*DIRECTIONS FOR THIS TASK*:
The line containing "# test: point to the play structure" marks the start; return it and every line after it in the listing below, exactly, through the last.

*DATASET ENTRIES*:
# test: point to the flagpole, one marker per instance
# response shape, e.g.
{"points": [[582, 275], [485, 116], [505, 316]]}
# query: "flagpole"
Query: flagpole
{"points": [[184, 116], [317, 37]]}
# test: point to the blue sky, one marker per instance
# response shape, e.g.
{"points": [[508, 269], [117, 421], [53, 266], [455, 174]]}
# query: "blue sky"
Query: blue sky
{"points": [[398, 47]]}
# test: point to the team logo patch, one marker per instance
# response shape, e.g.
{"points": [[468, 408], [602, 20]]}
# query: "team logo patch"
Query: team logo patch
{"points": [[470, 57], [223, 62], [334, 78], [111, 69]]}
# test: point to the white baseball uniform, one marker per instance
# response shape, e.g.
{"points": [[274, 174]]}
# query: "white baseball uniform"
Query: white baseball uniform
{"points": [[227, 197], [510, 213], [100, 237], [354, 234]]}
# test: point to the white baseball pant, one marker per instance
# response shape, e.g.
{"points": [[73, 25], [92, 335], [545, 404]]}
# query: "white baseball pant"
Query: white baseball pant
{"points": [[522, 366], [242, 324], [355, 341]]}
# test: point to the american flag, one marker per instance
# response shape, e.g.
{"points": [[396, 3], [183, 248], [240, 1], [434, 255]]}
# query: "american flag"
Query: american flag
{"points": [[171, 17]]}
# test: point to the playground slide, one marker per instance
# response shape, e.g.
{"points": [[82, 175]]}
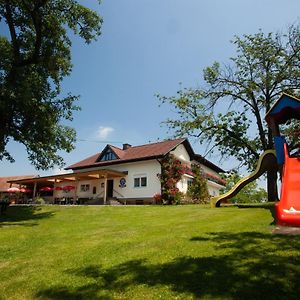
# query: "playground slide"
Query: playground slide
{"points": [[288, 208], [266, 162]]}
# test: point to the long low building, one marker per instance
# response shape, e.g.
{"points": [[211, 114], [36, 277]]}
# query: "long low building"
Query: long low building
{"points": [[127, 175]]}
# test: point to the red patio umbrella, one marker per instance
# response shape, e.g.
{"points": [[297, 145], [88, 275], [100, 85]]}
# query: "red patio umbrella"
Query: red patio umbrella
{"points": [[13, 190], [25, 190], [69, 187], [46, 189]]}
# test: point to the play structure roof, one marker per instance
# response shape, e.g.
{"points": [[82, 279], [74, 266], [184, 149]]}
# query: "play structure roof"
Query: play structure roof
{"points": [[285, 108]]}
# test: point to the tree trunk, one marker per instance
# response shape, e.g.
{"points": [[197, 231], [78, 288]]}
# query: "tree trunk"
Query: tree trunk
{"points": [[272, 185]]}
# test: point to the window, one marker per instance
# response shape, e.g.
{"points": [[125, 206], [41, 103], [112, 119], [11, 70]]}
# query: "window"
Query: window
{"points": [[190, 182], [84, 188], [108, 155], [140, 181]]}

*SOLUTION*:
# test: point to the play structure roof, one marker per instance
# response shape, e.g.
{"points": [[82, 279], [74, 266], [184, 149]]}
# query: "play structure roof"
Query: play structure roof
{"points": [[285, 108]]}
# test: point to the tree trunk, one marker per instance
# response shape, e.g.
{"points": [[197, 231], [78, 288]]}
# query: "tree trunk"
Query: tree trunk
{"points": [[272, 185]]}
# test: point to the window, one marker per instance
# response shape, e.g.
{"points": [[125, 206], [41, 103], [112, 119], [11, 70]]}
# query: "window"
Query: window
{"points": [[190, 182], [84, 188], [108, 155], [140, 181]]}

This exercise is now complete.